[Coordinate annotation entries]
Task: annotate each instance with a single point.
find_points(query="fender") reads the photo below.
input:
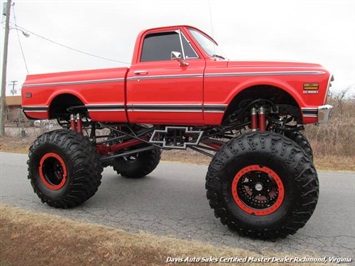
(264, 81)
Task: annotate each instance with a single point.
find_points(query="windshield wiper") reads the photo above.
(218, 56)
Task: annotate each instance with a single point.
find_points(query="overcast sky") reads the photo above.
(317, 31)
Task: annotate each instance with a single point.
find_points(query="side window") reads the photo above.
(158, 46)
(189, 51)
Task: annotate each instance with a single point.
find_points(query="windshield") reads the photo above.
(210, 47)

Written instruction ▸ Do not copy the pictures, but repeat every line exactly.

Answer to this problem ▸
Task: annotate each instance with a single point.
find_points(query="fender") reads the photo below.
input:
(264, 81)
Task: annotate each instance with a single point.
find_points(query="windshield wiper") reads the photo above.
(218, 56)
Task: annotate each instance with a single point.
find_points(query="overcast sky") reads the photo above.
(317, 31)
Task: annotate each instance with a single point.
find_points(query="side window") reads the photo above.
(158, 46)
(189, 51)
Task: annotate each instance with a single point.
find_points(query="windshield") reads the photo above.
(210, 47)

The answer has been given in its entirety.